> _Trecho do texto_:
O custo militar do mundo tem subido ano a ano, depois da guerra
fria. Em 2006 (os dados de 2007 são inconclusos) as participações
mais expressivas no total global em torno de US$ 1,2 trilhão foram
dos EUA, cerca de 45% (praticamente a soma dos dez orçamentos
seguintes), Inglaterra, França, China, Japão, Alemanha, Rússia,
Itália, Arábia Saudita, Índia e Coréia do Sul, com participações de
5% a 2%. Destacaram-se na importação de armas Paquistão, Índia,
Arábia, Israel e Venezuela. A China produz o que precisa e está na
lista dos provedores: EUA (importante para Paquistão e Israel),
Rússia (Índia e Venezuela), Inglaterra, França e China (para o
Paquistão, visto como contrapeso à Índia). EUA e Rússia respondem
por mais da metade desse comércio.
À parte os EUA, superpotência global não comparável, vejamos as
configurações do preparo militar, sinalizadoras de preocupações e
intenções - em particular as das Marinhas, que bem refletem o
propósito: defensivo ou para atuação distante. Comecemos pela China,
cujo orçamento militar, a seguir aumentando como nos últimos anos,
logo será o segundo do mundo (o da Índia também tem crescido, embora
menos, o do Japão tem permanecido estável e os europeus diminuíram,
exceto o russo).
Além do seu desenvolvimento nuclear, e em coerência com sua tradição
continental-
China vem procurando melhorar sua Marinha, embora aparente
reconhecer que Taiwan não tem solução pela força enquanto implicar
confronto com os EUA. A intenção parece ser o poder supra-regional,
consoante com sua condição de potência e ator econômico global,
similar à da Alemanha de Guilherme II, que pretendeu uma Marinha à
altura da sua hierarquia global. Além de ampliar a Marinha
defensiva, a China desenvolve a arma aeronaval, que, mais do que na
defesa, faz sentido em águas distantes. Em médio prazo, no Mar do
Sul da China (de potencial petrolífero) e no Índico, inserido na
presença chinesa na África e no trânsito do petróleo do Oriente
Médio. A persistir a evolução atual, em 15 a 20 anos a China poderá
ser a segunda potência naval do mundo - terceira se a Rússia tiver
sucesso na "segunda época" naval pós-malogro soviético.

> _Dados extraídos_:
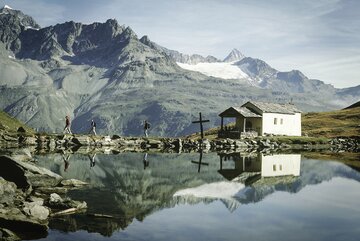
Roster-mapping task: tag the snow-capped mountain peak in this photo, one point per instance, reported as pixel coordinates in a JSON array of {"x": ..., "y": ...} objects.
[
  {"x": 234, "y": 55},
  {"x": 7, "y": 7}
]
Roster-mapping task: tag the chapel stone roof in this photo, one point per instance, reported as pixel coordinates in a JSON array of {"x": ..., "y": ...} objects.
[{"x": 274, "y": 107}]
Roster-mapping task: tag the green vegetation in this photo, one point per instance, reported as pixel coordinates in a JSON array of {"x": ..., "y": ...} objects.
[
  {"x": 340, "y": 123},
  {"x": 11, "y": 124},
  {"x": 317, "y": 127}
]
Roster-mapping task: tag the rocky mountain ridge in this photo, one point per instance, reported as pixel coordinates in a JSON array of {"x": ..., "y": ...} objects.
[{"x": 102, "y": 71}]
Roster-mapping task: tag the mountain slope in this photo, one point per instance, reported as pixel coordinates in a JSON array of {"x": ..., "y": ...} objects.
[
  {"x": 340, "y": 123},
  {"x": 102, "y": 71}
]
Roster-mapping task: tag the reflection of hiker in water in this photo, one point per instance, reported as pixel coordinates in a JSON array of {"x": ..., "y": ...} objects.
[
  {"x": 93, "y": 127},
  {"x": 146, "y": 127},
  {"x": 92, "y": 160},
  {"x": 146, "y": 162},
  {"x": 66, "y": 162},
  {"x": 67, "y": 125}
]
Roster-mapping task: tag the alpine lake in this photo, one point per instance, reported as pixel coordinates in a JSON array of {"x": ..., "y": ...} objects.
[{"x": 210, "y": 196}]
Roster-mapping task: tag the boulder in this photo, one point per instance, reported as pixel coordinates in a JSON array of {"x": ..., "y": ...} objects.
[
  {"x": 7, "y": 235},
  {"x": 7, "y": 191},
  {"x": 23, "y": 154},
  {"x": 24, "y": 226},
  {"x": 12, "y": 171},
  {"x": 56, "y": 202},
  {"x": 36, "y": 210},
  {"x": 21, "y": 129},
  {"x": 73, "y": 183},
  {"x": 81, "y": 140}
]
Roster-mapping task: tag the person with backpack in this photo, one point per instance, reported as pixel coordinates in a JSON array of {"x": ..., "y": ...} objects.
[
  {"x": 146, "y": 128},
  {"x": 93, "y": 127},
  {"x": 67, "y": 125}
]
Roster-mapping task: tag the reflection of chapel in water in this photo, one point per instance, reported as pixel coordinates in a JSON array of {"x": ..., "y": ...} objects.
[{"x": 250, "y": 167}]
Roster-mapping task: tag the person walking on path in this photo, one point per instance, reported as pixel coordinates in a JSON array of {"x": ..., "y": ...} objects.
[
  {"x": 146, "y": 128},
  {"x": 93, "y": 127},
  {"x": 145, "y": 161},
  {"x": 67, "y": 125}
]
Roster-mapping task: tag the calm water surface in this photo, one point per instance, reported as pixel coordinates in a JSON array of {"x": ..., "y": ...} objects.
[{"x": 220, "y": 197}]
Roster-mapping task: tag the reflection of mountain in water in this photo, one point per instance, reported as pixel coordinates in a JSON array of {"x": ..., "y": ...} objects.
[
  {"x": 121, "y": 187},
  {"x": 263, "y": 175}
]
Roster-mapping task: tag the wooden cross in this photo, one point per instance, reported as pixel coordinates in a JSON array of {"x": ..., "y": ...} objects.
[
  {"x": 201, "y": 126},
  {"x": 199, "y": 162}
]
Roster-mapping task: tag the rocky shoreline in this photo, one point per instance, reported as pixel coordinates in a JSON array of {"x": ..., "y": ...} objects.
[
  {"x": 29, "y": 195},
  {"x": 51, "y": 142}
]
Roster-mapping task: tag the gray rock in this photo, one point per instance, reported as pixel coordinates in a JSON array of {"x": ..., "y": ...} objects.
[
  {"x": 8, "y": 235},
  {"x": 7, "y": 191},
  {"x": 36, "y": 210},
  {"x": 81, "y": 140},
  {"x": 55, "y": 199},
  {"x": 73, "y": 183}
]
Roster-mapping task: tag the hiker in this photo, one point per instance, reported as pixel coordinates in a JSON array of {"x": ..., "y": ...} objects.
[
  {"x": 146, "y": 128},
  {"x": 66, "y": 162},
  {"x": 145, "y": 161},
  {"x": 67, "y": 125},
  {"x": 92, "y": 160},
  {"x": 93, "y": 127}
]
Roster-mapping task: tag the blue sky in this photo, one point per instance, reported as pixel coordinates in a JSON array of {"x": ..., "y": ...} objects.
[{"x": 321, "y": 38}]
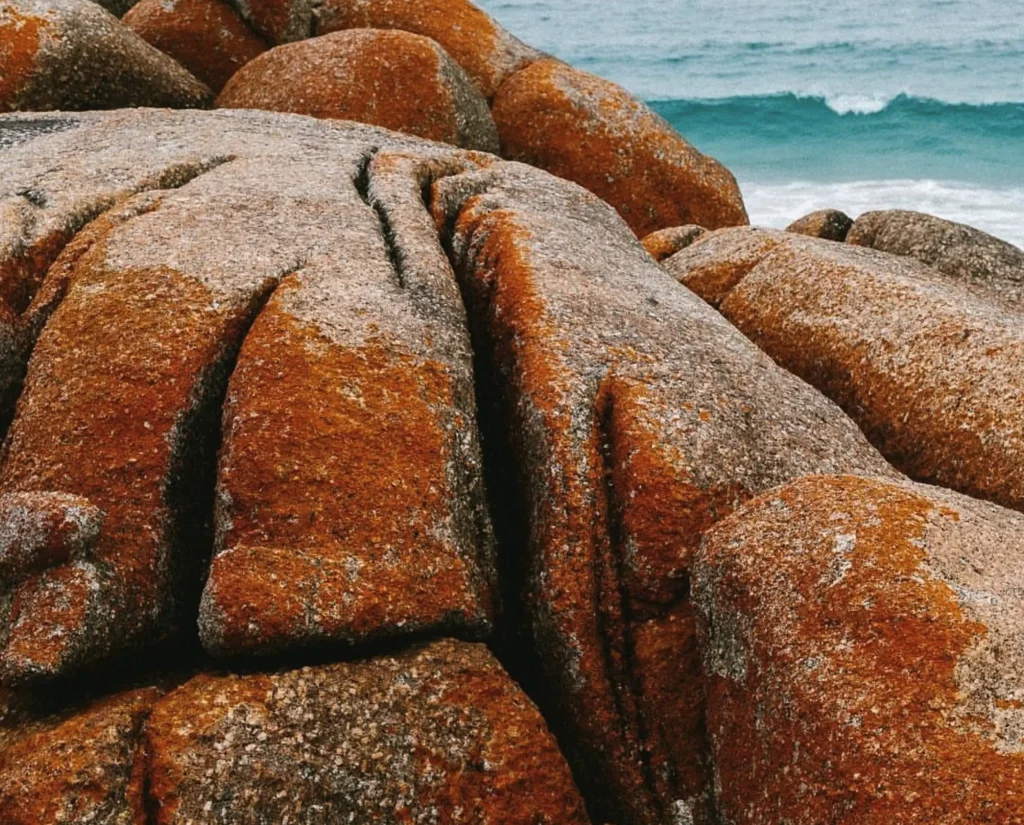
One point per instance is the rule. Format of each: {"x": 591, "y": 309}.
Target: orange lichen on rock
{"x": 84, "y": 768}
{"x": 438, "y": 734}
{"x": 486, "y": 52}
{"x": 18, "y": 48}
{"x": 593, "y": 132}
{"x": 862, "y": 644}
{"x": 623, "y": 465}
{"x": 207, "y": 37}
{"x": 396, "y": 80}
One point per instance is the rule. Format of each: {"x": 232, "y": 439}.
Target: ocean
{"x": 855, "y": 104}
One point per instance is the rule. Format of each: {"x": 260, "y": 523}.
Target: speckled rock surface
{"x": 207, "y": 37}
{"x": 718, "y": 261}
{"x": 436, "y": 735}
{"x": 666, "y": 243}
{"x": 828, "y": 224}
{"x": 593, "y": 132}
{"x": 635, "y": 418}
{"x": 475, "y": 41}
{"x": 933, "y": 371}
{"x": 395, "y": 80}
{"x": 862, "y": 642}
{"x": 145, "y": 311}
{"x": 961, "y": 252}
{"x": 74, "y": 54}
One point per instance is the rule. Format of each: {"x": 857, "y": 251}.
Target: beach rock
{"x": 666, "y": 243}
{"x": 634, "y": 418}
{"x": 396, "y": 80}
{"x": 82, "y": 767}
{"x": 437, "y": 734}
{"x": 73, "y": 54}
{"x": 828, "y": 224}
{"x": 486, "y": 52}
{"x": 593, "y": 132}
{"x": 960, "y": 252}
{"x": 207, "y": 37}
{"x": 221, "y": 228}
{"x": 862, "y": 645}
{"x": 932, "y": 371}
{"x": 719, "y": 260}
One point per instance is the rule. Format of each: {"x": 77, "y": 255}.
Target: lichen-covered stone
{"x": 207, "y": 37}
{"x": 960, "y": 252}
{"x": 593, "y": 132}
{"x": 862, "y": 645}
{"x": 666, "y": 243}
{"x": 436, "y": 735}
{"x": 636, "y": 418}
{"x": 73, "y": 54}
{"x": 396, "y": 80}
{"x": 828, "y": 224}
{"x": 932, "y": 370}
{"x": 486, "y": 52}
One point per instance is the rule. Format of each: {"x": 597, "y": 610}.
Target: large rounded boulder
{"x": 397, "y": 80}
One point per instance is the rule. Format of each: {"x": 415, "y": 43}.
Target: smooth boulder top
{"x": 436, "y": 734}
{"x": 396, "y": 80}
{"x": 593, "y": 132}
{"x": 636, "y": 418}
{"x": 863, "y": 648}
{"x": 828, "y": 224}
{"x": 74, "y": 54}
{"x": 930, "y": 368}
{"x": 961, "y": 252}
{"x": 207, "y": 37}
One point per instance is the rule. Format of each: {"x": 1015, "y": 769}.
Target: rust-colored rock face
{"x": 396, "y": 80}
{"x": 73, "y": 54}
{"x": 932, "y": 371}
{"x": 636, "y": 419}
{"x": 475, "y": 41}
{"x": 207, "y": 37}
{"x": 84, "y": 768}
{"x": 862, "y": 644}
{"x": 962, "y": 253}
{"x": 593, "y": 132}
{"x": 666, "y": 243}
{"x": 828, "y": 224}
{"x": 438, "y": 734}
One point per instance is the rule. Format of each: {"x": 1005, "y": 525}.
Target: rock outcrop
{"x": 862, "y": 644}
{"x": 73, "y": 54}
{"x": 961, "y": 252}
{"x": 666, "y": 243}
{"x": 396, "y": 80}
{"x": 828, "y": 224}
{"x": 593, "y": 132}
{"x": 933, "y": 371}
{"x": 207, "y": 37}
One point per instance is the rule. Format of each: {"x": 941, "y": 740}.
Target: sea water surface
{"x": 855, "y": 104}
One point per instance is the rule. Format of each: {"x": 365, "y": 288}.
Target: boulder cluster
{"x": 459, "y": 454}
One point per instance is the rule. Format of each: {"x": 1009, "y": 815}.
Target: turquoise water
{"x": 909, "y": 103}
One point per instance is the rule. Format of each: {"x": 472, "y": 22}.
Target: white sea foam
{"x": 997, "y": 211}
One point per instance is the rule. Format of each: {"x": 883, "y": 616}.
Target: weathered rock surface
{"x": 862, "y": 644}
{"x": 666, "y": 243}
{"x": 593, "y": 132}
{"x": 828, "y": 224}
{"x": 486, "y": 52}
{"x": 73, "y": 54}
{"x": 933, "y": 371}
{"x": 396, "y": 80}
{"x": 207, "y": 37}
{"x": 961, "y": 252}
{"x": 372, "y": 482}
{"x": 637, "y": 418}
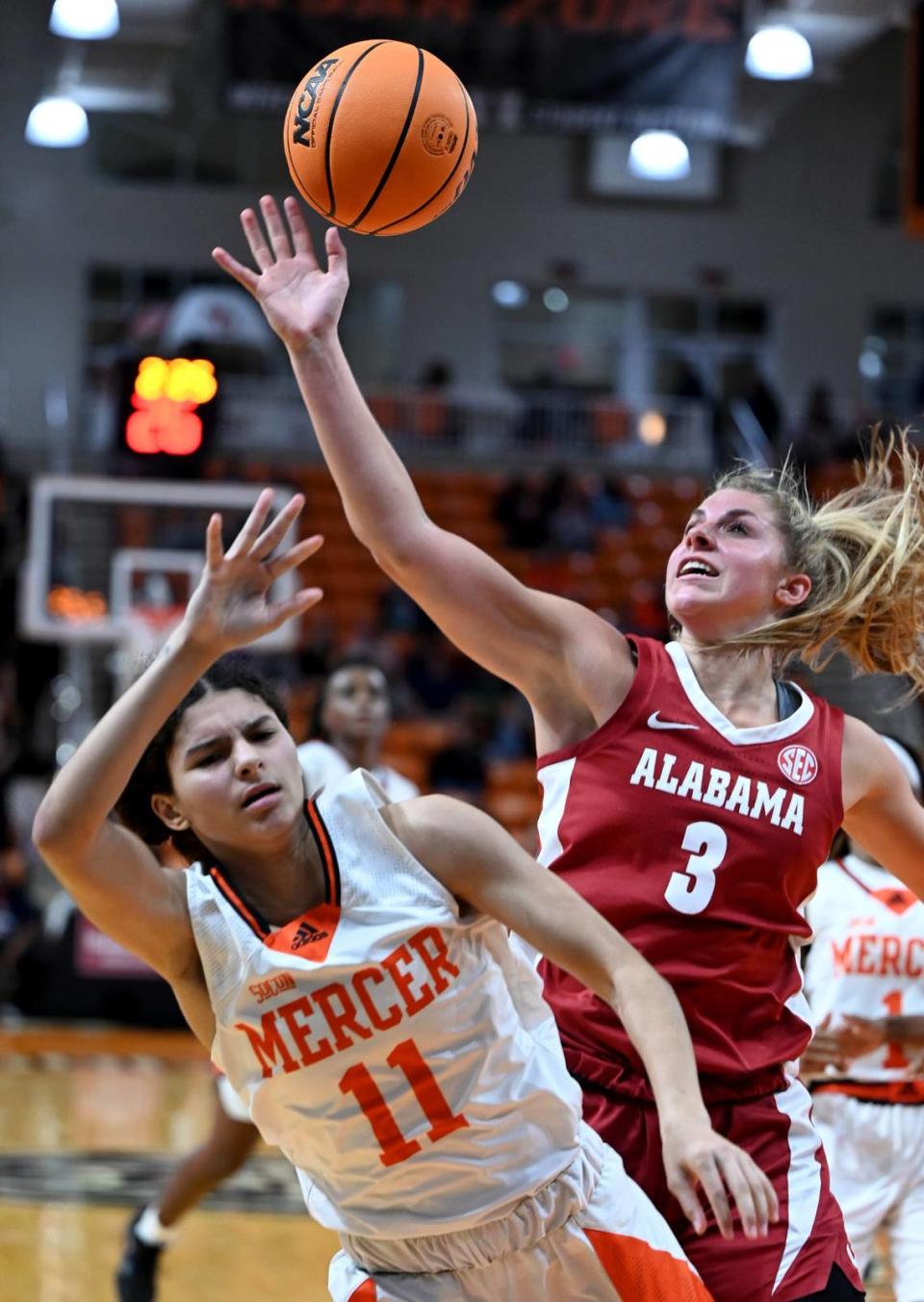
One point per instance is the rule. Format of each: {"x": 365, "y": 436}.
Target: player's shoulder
{"x": 315, "y": 746}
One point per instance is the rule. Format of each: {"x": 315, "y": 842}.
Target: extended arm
{"x": 111, "y": 874}
{"x": 570, "y": 664}
{"x": 480, "y": 863}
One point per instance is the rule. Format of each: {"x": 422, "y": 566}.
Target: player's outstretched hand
{"x": 231, "y": 605}
{"x": 838, "y": 1044}
{"x": 695, "y": 1158}
{"x": 301, "y": 302}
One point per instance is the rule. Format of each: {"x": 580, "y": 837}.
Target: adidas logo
{"x": 306, "y": 935}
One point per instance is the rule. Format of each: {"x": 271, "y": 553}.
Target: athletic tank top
{"x": 395, "y": 1047}
{"x": 699, "y": 841}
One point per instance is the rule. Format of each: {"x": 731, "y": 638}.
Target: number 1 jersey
{"x": 391, "y": 1043}
{"x": 699, "y": 841}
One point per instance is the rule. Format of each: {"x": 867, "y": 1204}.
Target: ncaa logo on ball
{"x": 303, "y": 130}
{"x": 437, "y": 135}
{"x": 798, "y": 763}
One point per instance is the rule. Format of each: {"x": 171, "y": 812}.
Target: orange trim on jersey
{"x": 875, "y": 1091}
{"x": 328, "y": 856}
{"x": 237, "y": 904}
{"x": 646, "y": 1273}
{"x": 309, "y": 935}
{"x": 897, "y": 899}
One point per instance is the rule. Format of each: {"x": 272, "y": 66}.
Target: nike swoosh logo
{"x": 654, "y": 722}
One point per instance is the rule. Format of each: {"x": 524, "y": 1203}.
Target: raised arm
{"x": 570, "y": 664}
{"x": 880, "y": 811}
{"x": 110, "y": 873}
{"x": 481, "y": 865}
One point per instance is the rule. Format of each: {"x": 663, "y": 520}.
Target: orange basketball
{"x": 380, "y": 137}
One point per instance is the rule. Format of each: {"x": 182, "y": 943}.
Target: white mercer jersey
{"x": 867, "y": 956}
{"x": 323, "y": 764}
{"x": 389, "y": 1043}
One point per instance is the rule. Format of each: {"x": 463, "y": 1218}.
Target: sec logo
{"x": 798, "y": 763}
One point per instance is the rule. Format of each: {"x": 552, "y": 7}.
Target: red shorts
{"x": 797, "y": 1257}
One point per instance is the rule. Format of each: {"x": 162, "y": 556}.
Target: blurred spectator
{"x": 765, "y": 406}
{"x": 437, "y": 414}
{"x": 458, "y": 767}
{"x": 512, "y": 736}
{"x": 644, "y": 611}
{"x": 522, "y": 511}
{"x": 608, "y": 508}
{"x": 570, "y": 523}
{"x": 437, "y": 674}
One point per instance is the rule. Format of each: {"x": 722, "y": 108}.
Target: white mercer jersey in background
{"x": 395, "y": 1048}
{"x": 867, "y": 956}
{"x": 323, "y": 764}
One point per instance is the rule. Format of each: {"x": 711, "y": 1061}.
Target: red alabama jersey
{"x": 701, "y": 843}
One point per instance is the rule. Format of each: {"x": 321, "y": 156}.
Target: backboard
{"x": 102, "y": 550}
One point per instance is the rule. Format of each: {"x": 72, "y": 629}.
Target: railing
{"x": 265, "y": 418}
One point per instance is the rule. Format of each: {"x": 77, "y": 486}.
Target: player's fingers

> _Enunciado do exercício_: Prossiga o texto sobre os gastos militares mundiais e o avanço naval da China a partir de sua última frase. As entradas reunidas acima vêm de outra fonte, sem vínculo com o texto.

> _Resposta do exercício_:
A Índia procura obter um porta-aviões russo, com vista ao
macrocenário estratégico do Índico, que afeta sua segurança. Mas seu
preparo sugere, de fato, preocupação com a defesa do país e seus
interesses no seu entorno, sua soberania e integridade, sem
propensão ambiciosa. Além da modernização do Exército e da Força
Aérea e do desenvolvimento nuclear, "de olho" na China e no
Paquistão, a Índia enfatiza a arma submarina - inclusive o submarino
que integrará seu poder nuclear. Negocia um submarino nuclear russo,
para familiarização prévia à construção dos seus, com apoio russo.
Inexistindo razão que exija enérgica ação norte-americana, em breve
a Índia compartilhará (ou disputará...) com a China o protagonismo
no Índico, extensivo a duas áreas críticas: os Estreitos de Ormuz
(ligação Índico-Golfo Pérsico, saída do petróleo do Golfo, onde
realça o problemático Irã) e de Malaca (ligação Índico-Pacífico,
entre Indonésia e Malásia/Cingapura, por onde passam 80% do óleo
importado pela China - e proporção similar pelo Japão; a China
constrói oleoduto em Mianmar, do Índico ao seu território,
alternativa para o estreito).
O Japão, condicionado por sua Constituição do fim da 2ª Guerra
Mundial, ao menos na retórica um tanto incoerente com seu orçamento
militar, vem tendo seu preparo parametrado pela defesa, atenta em
anos recentes à hipotética ameaça da Coréia do Norte. É crescente a
participação da Marinha, mas sua configuração até agora não incluiu
a arma aeronaval para atuação distante, praticada pelo Japão na 2ª
Guerra Mundial. Com a flexibilização da cláusula constitucional
restritiva - que ocorrerá -, é improvável que isso continue assim.
A par de seu projeto nuclear de contraposição à Índia, o Paquistão,
apoiado pelos EUA, reforça sua Força Aérea e sobretudo seu Exército,
por força da proximidade do turbulento Afeganistão, do contencioso
da Caxemira e da segurança interna. Indonésia e as Coréias também
aplicam recursos vultosos no preparo militar, mas pesam pouco em
face de China, Japão, Índia e Paquistão. Salvo a incógnita nuclear,
o poder militar da Coréia do Norte é visto por alguns analistas como
a figuração burlesca inerente ao seu regime.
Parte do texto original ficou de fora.